■ Fragmento proporcionado:
La idea de estabilidad y origen (establo, cibija/cobijo, reposo, poso, yacija, matriz) se halla tan asociada a la cama y por derivación al estatus afianzado que en el siglo XV, cuando ya se había introducido el importante dosel, los señores más acaudalados mostraban a las visitas una hermosa cama como señal de riqueza y sin que sirviera para acostarse en ella. Se trataba no de un mobiliario para dar asiento al sueño sino como simbólico artefacto de poder.
De hecho cuando Carlos el Atrevido, duque Borgoña, se casó con Margarita de York en 1468, su vivienda disponía de una cámara pequeña en la se dormía realmente y una estancia destinada a las recepciones en la que había lo que se llamaba lit de parement, cama de adorno. Esta investigación de Edward Lucie Smith en Breve historia del mueble fue el preludio de la consideración que se le concedió también en el palacio de Versalles durante el siglo XV o en la corte de Eduardo IV, en Windsor que tanto asombró al embajador borgoño Gruuthuse, en 1472, puesto que tras mostrarle un suntuoso lecho se le hizo saber que aquello no era para dormir (era para presumir) y fue llevado a continuación a un cuarto con sencillo camastro.
No hace falta insistir demasiado sobre el valor, el significado y la poderosa presencia doméstica de la cama. En buena medida el suceso que desconcertó al embajador borgoño lo vi repetir en la casa de unas señoras amigas en Villafranca de los Barros que cuando enseñaban su nuevo cuarto de baño a las vistas, decían "y por el momento gracias a Dios no hemos tenido que usarlo". Su camastro funcional era el retrete y el cuarto de baño en los años cincuenta un bien de lujo.

■ Consigna: Según el fragmento sobre la cama, ¿en qué año se casó Carlos el Atrevido con Margarita de York? Los datos no guardan relación alguna con el fragmento.

■ Datos proporcionados:
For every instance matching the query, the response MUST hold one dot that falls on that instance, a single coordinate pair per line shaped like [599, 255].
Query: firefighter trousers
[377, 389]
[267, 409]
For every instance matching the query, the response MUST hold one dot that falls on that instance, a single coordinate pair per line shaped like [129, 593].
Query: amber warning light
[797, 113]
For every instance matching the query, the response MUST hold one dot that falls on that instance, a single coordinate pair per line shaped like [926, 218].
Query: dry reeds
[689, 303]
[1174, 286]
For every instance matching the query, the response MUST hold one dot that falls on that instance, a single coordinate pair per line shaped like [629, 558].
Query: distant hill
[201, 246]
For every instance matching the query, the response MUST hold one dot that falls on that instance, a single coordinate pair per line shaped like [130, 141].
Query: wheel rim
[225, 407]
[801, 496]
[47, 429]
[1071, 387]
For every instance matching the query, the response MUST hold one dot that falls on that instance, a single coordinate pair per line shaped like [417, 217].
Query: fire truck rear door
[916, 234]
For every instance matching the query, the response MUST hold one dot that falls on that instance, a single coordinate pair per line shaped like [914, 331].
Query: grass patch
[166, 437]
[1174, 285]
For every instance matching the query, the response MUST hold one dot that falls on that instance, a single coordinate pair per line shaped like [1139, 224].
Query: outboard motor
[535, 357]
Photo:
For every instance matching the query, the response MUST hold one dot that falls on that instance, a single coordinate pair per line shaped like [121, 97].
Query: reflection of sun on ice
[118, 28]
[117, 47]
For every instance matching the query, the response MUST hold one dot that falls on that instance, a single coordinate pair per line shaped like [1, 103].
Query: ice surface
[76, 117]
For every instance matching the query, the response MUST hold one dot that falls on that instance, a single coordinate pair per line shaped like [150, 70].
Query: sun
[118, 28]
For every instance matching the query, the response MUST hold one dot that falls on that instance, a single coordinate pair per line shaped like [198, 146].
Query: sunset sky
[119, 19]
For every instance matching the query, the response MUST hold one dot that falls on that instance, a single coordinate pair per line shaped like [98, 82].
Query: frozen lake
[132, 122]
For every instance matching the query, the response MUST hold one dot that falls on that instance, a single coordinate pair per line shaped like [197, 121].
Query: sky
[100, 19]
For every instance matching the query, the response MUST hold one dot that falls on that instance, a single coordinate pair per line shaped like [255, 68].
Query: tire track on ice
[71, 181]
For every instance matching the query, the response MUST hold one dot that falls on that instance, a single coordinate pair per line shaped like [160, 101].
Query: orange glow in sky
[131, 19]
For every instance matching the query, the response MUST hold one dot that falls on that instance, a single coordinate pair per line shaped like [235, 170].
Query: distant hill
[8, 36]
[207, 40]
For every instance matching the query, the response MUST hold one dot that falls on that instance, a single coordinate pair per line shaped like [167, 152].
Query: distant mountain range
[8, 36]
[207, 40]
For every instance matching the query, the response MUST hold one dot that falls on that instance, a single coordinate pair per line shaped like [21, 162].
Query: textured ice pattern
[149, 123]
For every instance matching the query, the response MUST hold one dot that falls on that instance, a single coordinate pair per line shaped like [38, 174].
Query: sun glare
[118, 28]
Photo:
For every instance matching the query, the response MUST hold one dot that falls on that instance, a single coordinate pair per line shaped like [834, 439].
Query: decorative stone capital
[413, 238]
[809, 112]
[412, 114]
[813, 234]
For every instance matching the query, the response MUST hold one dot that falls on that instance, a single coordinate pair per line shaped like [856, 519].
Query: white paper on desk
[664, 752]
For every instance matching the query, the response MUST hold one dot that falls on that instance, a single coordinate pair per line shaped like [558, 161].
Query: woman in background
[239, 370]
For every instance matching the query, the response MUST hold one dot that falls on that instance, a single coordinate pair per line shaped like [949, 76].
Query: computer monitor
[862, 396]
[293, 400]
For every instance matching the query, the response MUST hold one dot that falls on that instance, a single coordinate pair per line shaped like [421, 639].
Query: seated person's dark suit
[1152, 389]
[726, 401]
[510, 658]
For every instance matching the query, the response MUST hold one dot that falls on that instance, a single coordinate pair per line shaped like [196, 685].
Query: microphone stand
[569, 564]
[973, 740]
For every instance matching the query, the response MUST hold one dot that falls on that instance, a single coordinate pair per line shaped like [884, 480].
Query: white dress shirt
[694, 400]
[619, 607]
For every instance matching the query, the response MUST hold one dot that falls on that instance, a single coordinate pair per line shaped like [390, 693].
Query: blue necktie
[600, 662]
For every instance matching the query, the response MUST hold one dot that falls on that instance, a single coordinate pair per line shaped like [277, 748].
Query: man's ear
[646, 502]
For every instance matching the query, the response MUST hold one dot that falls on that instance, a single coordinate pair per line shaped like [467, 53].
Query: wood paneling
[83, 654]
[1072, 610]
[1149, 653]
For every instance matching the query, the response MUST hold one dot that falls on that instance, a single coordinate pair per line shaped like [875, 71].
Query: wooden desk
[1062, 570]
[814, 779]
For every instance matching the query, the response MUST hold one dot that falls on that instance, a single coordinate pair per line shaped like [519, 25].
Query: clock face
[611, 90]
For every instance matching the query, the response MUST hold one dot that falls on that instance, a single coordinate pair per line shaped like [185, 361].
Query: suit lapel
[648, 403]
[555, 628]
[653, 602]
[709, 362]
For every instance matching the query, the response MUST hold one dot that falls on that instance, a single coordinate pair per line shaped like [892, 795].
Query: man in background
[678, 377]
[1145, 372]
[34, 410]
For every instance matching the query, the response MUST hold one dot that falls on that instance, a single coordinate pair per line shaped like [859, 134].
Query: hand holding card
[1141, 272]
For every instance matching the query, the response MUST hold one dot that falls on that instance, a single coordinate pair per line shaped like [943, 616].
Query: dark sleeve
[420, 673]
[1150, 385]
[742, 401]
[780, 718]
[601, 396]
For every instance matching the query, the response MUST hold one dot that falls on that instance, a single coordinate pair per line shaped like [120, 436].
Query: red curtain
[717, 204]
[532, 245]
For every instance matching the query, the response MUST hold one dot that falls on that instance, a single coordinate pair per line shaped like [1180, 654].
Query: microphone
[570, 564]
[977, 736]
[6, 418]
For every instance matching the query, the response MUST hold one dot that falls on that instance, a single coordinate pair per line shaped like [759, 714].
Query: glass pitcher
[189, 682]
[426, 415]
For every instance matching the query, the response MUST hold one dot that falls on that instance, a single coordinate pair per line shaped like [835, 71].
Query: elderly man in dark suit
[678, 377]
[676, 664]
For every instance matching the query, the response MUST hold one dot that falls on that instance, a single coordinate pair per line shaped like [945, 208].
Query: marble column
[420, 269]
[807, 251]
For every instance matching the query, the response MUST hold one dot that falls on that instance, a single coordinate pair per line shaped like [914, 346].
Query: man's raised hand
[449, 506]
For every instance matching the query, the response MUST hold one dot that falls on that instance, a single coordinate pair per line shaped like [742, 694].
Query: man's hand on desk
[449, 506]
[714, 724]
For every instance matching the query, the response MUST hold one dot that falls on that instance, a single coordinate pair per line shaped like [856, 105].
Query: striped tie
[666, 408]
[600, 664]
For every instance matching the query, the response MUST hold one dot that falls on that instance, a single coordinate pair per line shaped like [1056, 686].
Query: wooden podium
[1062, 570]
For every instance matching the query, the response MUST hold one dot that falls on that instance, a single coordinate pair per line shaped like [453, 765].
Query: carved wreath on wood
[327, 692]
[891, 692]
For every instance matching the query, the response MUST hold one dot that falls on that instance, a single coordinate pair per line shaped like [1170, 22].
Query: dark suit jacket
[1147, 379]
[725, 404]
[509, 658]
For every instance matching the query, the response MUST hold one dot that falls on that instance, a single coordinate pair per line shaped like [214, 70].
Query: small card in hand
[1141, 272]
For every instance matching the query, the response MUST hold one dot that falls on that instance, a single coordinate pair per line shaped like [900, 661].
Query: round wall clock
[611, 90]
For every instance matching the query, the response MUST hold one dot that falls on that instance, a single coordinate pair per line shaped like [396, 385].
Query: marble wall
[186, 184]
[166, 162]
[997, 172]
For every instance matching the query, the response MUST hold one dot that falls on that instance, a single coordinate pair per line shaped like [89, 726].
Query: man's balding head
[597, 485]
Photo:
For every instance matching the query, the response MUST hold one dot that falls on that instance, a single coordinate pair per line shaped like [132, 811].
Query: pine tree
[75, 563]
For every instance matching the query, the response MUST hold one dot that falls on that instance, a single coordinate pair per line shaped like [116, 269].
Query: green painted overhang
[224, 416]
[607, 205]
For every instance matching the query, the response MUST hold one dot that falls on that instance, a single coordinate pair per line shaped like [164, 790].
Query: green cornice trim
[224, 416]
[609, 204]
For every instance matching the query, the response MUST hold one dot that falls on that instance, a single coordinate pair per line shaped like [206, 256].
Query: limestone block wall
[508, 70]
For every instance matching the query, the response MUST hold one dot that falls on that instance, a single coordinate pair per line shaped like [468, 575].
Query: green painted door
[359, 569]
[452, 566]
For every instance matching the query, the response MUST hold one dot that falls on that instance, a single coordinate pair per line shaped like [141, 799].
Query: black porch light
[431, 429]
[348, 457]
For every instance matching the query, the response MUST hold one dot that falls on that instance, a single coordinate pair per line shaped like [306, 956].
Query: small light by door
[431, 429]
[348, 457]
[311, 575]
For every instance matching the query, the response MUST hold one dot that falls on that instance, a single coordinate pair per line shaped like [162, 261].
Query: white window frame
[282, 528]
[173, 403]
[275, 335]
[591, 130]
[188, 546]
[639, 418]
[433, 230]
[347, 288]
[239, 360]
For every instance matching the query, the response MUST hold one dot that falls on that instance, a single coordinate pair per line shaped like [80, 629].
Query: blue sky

■ Su respuesta: En 1468.